─── THE DATA ───

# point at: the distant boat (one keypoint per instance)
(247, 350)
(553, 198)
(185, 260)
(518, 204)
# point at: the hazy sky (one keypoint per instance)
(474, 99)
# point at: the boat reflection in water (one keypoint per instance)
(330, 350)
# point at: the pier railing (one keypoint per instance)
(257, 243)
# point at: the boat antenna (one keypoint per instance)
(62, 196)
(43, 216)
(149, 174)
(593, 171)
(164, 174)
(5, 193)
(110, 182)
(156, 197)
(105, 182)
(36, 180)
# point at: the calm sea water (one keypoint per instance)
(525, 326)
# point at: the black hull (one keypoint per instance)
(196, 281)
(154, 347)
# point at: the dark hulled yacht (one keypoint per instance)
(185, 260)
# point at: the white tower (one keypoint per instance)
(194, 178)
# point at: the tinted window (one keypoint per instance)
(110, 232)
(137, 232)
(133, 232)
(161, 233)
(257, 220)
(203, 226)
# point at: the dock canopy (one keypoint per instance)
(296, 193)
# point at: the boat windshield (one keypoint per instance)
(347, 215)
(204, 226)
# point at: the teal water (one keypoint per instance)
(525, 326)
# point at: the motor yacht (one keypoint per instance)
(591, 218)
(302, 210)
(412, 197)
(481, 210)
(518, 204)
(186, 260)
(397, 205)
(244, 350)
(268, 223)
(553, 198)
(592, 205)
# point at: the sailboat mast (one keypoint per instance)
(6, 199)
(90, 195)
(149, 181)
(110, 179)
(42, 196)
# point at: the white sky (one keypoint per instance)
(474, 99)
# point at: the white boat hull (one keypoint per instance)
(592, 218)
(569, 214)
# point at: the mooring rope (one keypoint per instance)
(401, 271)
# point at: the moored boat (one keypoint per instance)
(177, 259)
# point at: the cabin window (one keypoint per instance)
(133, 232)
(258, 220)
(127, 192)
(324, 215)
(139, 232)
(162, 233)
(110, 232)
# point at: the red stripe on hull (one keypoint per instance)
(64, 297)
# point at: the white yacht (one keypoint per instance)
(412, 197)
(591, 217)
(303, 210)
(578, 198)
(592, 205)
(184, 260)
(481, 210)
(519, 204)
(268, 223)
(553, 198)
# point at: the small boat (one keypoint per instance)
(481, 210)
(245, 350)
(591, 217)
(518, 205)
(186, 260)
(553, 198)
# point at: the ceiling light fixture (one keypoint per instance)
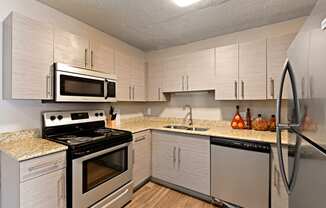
(185, 3)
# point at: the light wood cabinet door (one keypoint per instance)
(28, 58)
(175, 69)
(276, 56)
(123, 64)
(193, 155)
(142, 169)
(138, 80)
(164, 157)
(200, 70)
(252, 70)
(298, 54)
(102, 57)
(155, 80)
(227, 73)
(71, 49)
(45, 191)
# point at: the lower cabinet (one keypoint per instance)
(181, 159)
(279, 196)
(142, 168)
(34, 183)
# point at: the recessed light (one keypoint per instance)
(185, 3)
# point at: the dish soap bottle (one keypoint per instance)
(237, 121)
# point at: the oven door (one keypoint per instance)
(111, 89)
(97, 175)
(74, 87)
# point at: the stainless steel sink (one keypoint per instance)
(186, 128)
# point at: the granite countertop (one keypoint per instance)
(216, 128)
(27, 144)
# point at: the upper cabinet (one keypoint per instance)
(190, 72)
(71, 49)
(200, 70)
(78, 51)
(276, 55)
(28, 58)
(252, 70)
(101, 57)
(227, 73)
(131, 77)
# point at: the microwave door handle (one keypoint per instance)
(289, 184)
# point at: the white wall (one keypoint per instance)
(206, 107)
(15, 115)
(18, 114)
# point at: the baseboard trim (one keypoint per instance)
(183, 190)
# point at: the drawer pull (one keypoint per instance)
(140, 139)
(45, 165)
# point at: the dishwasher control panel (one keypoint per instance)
(241, 144)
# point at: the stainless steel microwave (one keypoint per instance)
(72, 84)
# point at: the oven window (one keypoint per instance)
(77, 86)
(103, 168)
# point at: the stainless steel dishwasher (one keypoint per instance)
(240, 173)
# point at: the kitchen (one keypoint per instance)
(133, 107)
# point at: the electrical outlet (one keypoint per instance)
(149, 111)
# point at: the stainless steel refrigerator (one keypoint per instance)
(303, 95)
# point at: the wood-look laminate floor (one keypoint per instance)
(152, 195)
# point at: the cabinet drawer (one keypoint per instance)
(43, 165)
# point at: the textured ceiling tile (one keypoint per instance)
(157, 24)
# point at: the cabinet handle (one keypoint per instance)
(179, 157)
(183, 83)
(272, 88)
(174, 156)
(46, 166)
(92, 58)
(140, 139)
(242, 89)
(187, 82)
(86, 51)
(303, 84)
(60, 191)
(236, 89)
(133, 93)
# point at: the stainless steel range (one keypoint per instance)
(99, 170)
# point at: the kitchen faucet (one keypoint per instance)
(188, 114)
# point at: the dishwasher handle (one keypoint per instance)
(240, 144)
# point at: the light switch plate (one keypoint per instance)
(323, 24)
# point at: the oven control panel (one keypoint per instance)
(59, 118)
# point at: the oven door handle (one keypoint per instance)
(89, 155)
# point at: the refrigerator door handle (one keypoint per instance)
(289, 184)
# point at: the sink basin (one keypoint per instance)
(176, 127)
(186, 128)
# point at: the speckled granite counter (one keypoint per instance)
(27, 144)
(216, 128)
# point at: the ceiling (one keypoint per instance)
(157, 24)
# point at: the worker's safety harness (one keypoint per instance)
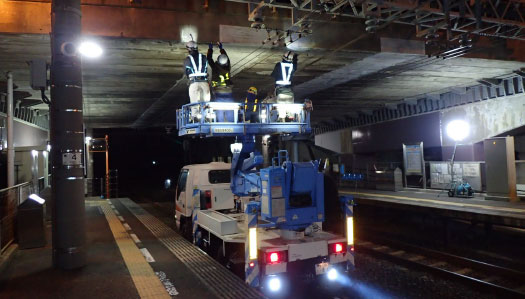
(222, 82)
(286, 72)
(196, 72)
(246, 104)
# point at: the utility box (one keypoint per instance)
(30, 224)
(38, 74)
(500, 163)
(389, 180)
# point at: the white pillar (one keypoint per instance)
(10, 145)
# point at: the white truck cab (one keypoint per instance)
(202, 187)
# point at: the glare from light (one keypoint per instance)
(236, 147)
(458, 130)
(252, 239)
(332, 274)
(224, 106)
(350, 230)
(90, 49)
(290, 108)
(274, 284)
(37, 198)
(188, 33)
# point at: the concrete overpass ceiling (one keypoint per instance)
(337, 69)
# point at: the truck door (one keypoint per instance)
(181, 202)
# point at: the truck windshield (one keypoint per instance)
(219, 176)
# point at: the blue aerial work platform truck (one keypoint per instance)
(270, 223)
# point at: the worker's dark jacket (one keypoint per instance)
(220, 74)
(284, 79)
(196, 70)
(250, 103)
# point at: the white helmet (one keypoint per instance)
(222, 60)
(191, 46)
(287, 56)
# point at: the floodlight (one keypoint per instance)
(90, 49)
(332, 274)
(274, 284)
(37, 198)
(458, 130)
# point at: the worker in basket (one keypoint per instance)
(221, 83)
(283, 73)
(251, 106)
(196, 69)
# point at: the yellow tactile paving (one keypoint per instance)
(441, 202)
(147, 283)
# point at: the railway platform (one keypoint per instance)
(437, 203)
(130, 254)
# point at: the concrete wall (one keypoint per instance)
(24, 164)
(28, 135)
(389, 136)
(339, 141)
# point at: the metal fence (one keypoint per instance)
(10, 199)
(97, 186)
(28, 115)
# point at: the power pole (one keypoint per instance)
(67, 136)
(10, 146)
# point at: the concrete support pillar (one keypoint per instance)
(10, 145)
(67, 136)
(34, 168)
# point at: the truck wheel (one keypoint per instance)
(185, 228)
(223, 260)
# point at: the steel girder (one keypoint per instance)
(495, 18)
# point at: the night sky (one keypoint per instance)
(132, 152)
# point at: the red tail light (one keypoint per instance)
(275, 257)
(337, 247)
(207, 196)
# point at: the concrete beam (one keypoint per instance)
(369, 65)
(486, 118)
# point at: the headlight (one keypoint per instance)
(332, 274)
(274, 284)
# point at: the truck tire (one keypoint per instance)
(185, 228)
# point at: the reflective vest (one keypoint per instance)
(222, 82)
(197, 72)
(286, 73)
(246, 103)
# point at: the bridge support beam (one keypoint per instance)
(67, 137)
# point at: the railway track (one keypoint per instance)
(493, 279)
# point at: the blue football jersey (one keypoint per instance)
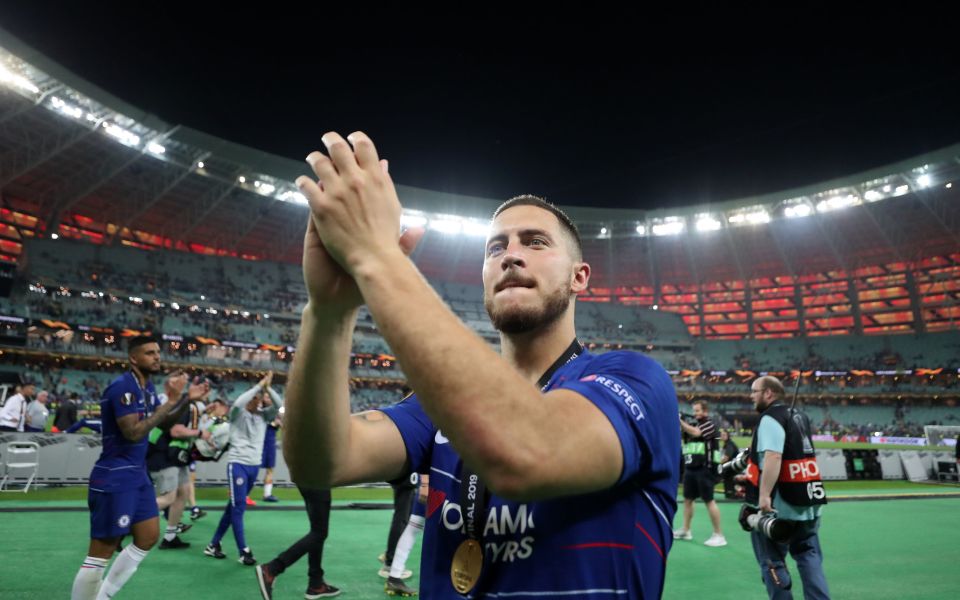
(122, 464)
(607, 544)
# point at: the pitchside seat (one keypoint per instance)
(22, 458)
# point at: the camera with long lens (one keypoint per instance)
(737, 465)
(778, 530)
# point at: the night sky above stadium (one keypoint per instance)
(585, 127)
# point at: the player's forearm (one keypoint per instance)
(317, 413)
(493, 416)
(165, 413)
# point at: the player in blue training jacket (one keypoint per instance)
(121, 496)
(553, 471)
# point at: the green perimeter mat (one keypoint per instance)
(874, 550)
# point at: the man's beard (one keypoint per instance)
(524, 320)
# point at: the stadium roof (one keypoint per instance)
(76, 160)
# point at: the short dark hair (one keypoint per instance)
(531, 200)
(140, 340)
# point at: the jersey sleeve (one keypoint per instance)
(638, 398)
(708, 430)
(416, 429)
(123, 400)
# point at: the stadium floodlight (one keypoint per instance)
(669, 226)
(264, 188)
(292, 196)
(409, 220)
(476, 228)
(16, 80)
(70, 110)
(707, 223)
(446, 225)
(123, 136)
(837, 202)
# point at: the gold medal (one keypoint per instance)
(466, 566)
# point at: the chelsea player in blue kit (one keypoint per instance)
(553, 471)
(121, 496)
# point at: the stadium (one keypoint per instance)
(115, 224)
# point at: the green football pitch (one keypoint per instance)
(874, 549)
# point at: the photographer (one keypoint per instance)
(728, 451)
(783, 478)
(700, 457)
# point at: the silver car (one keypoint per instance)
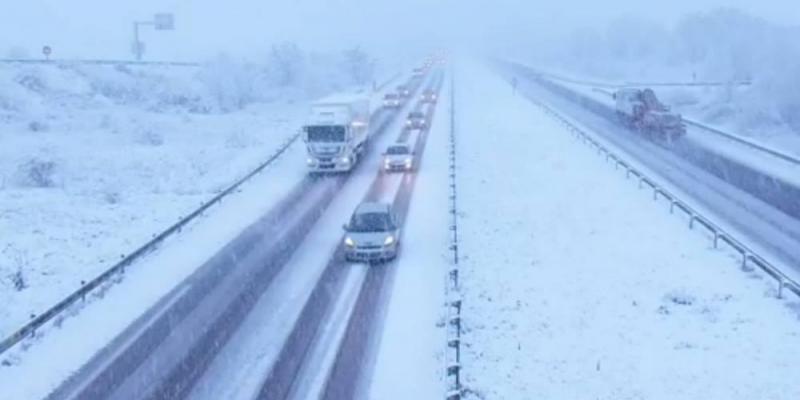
(398, 157)
(372, 234)
(415, 120)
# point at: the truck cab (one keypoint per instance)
(336, 133)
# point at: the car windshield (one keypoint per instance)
(371, 222)
(397, 150)
(334, 133)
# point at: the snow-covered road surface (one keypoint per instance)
(409, 360)
(577, 286)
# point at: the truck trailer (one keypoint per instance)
(336, 132)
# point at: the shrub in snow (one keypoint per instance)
(231, 85)
(18, 280)
(239, 140)
(285, 65)
(112, 197)
(31, 79)
(149, 137)
(38, 126)
(19, 260)
(680, 297)
(36, 172)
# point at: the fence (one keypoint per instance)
(453, 353)
(749, 258)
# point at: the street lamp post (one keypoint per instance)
(160, 22)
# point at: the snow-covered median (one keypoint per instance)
(576, 286)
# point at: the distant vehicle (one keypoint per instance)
(403, 91)
(391, 100)
(372, 234)
(416, 120)
(336, 132)
(428, 96)
(641, 110)
(398, 157)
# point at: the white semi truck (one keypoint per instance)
(336, 133)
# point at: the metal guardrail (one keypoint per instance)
(453, 353)
(749, 257)
(119, 268)
(99, 62)
(583, 82)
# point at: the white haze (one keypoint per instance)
(102, 28)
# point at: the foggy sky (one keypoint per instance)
(103, 28)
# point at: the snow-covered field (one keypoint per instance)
(94, 161)
(97, 159)
(576, 286)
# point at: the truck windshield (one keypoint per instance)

───

YOUR TASK: Output only the lines from the one holding "# point at: the snow-covered median" through the last line above, exactly as they appear.

REPLY:
# point at: the snow-covered median (one keypoint per instance)
(576, 286)
# point at: the distant vehicle (one keypoint per instance)
(403, 91)
(391, 100)
(372, 234)
(416, 120)
(336, 132)
(428, 96)
(641, 110)
(398, 157)
# point at: the white semi truck (one keypoint per instance)
(336, 133)
# point at: the metal guardrail (one keypoint per instance)
(453, 353)
(749, 257)
(119, 268)
(99, 62)
(583, 82)
# point at: the white haze (one keypoint per instance)
(102, 28)
# point at: the foggy sky (one keypoint per instance)
(103, 28)
# point at: the snow-covered field (one keypoint per instance)
(94, 161)
(97, 159)
(576, 286)
# point at: the truck windshield (one keypoint per instance)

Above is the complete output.